Start PAGE TEXT

AVNet RASynBoard Starter Kit

Table of contents

RoadTest: Enroll to Review the Avnet RASynBoard EVK

Author: amgalbu

Creation date: 27 Dec 2023

Evaluation Type: Evaluation Boards

Did you receive all parts the manufacturer stated would be included in the package?: True

What other parts do you consider comparable to this product?: Arduino Nicla Voice

What were the biggest problems encountered?: No relevant problems

Detailed Review:

RASynBoard is a low-cost evaluation kit that includes the RASynBoard core module with an I/O board for prototyping and development.

RASynBoard is a tiny (25mm x 30mm), ultra-low power, edge AI/ML board, based on a Syntiant NDP120 Neural Decision Processor, a Renesas RA6M4 host MCU plus a power-efficient DA16600 Wi-Fi/BT combo module. The NDP120 subsystem with onboard digital microphone, IMU motion sensor and SPI Flash memory, achieves highly efficient processing of acoustic- and motion events. Battery and USB-C device connectors facilitate stand-alone use, while a compact under-board connector enables integration with custom OEM boards and additional sensors.

End PAGE TEXT
Start GIVEN INFORMATION

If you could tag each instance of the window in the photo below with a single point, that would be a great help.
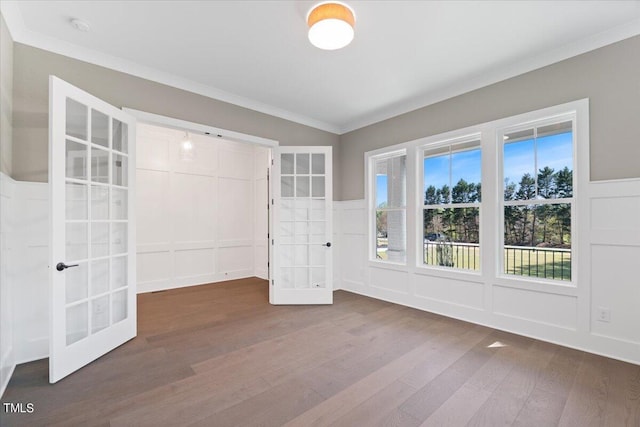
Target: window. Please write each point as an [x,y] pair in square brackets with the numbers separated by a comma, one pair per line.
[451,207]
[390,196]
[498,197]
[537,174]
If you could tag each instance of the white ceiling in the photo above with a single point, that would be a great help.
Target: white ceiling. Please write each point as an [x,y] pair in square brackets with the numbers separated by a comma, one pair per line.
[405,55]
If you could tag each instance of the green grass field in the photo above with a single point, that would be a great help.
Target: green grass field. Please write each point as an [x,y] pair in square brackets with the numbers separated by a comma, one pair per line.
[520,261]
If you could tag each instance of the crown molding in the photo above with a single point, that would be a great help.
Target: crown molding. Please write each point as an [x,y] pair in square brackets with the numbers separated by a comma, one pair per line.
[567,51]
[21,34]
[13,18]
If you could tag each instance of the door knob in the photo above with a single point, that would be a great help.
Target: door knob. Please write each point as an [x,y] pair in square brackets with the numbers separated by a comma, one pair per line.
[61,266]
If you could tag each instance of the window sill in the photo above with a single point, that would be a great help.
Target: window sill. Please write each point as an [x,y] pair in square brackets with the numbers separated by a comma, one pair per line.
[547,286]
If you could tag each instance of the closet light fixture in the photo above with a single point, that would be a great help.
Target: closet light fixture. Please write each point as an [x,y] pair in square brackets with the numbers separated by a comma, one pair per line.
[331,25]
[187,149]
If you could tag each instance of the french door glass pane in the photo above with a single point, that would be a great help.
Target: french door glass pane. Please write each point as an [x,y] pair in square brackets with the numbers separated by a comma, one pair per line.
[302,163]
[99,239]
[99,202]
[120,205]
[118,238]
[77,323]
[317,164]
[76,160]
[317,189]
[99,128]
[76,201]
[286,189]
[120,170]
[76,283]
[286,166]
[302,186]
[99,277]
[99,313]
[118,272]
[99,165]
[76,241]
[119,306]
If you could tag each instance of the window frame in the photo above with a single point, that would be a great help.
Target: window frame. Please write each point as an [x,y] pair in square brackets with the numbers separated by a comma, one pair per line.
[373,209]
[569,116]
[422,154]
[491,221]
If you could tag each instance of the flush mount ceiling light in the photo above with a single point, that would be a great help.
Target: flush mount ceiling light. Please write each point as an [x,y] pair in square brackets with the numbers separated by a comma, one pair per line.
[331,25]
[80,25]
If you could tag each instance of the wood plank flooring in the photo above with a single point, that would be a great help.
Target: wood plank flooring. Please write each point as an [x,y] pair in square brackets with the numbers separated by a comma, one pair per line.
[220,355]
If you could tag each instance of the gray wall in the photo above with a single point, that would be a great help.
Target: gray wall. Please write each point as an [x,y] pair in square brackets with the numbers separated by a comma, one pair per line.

End GIVEN INFORMATION

**TASK STATEMENT**
Copy word for word the stretch of the review from "What other parts" through "and additional sensors.". Rely only on the review, not on the items.

**RESULT FOR THIS EXERCISE**
What other parts do you consider comparable to this product?: Arduino Nicla Voice

What were the biggest problems encountered?: No relevant problems

Detailed Review:

RASynBoard is a low-cost evaluation kit that includes the RASynBoard core module with an I/O board for prototyping and development.

RASynBoard is a tiny (25mm x 30mm), ultra-low power, edge AI/ML board, based on a Syntiant NDP120 Neural Decision Processor, a Renesas RA6M4 host MCU plus a power-efficient DA16600 Wi-Fi/BT combo module. The NDP120 subsystem with onboard digital microphone, IMU motion sensor and SPI Flash memory, achieves highly efficient processing of acoustic- and motion events. Battery and USB-C device connectors facilitate stand-alone use, while a compact under-board connector enables integration with custom OEM boards and additional sensors.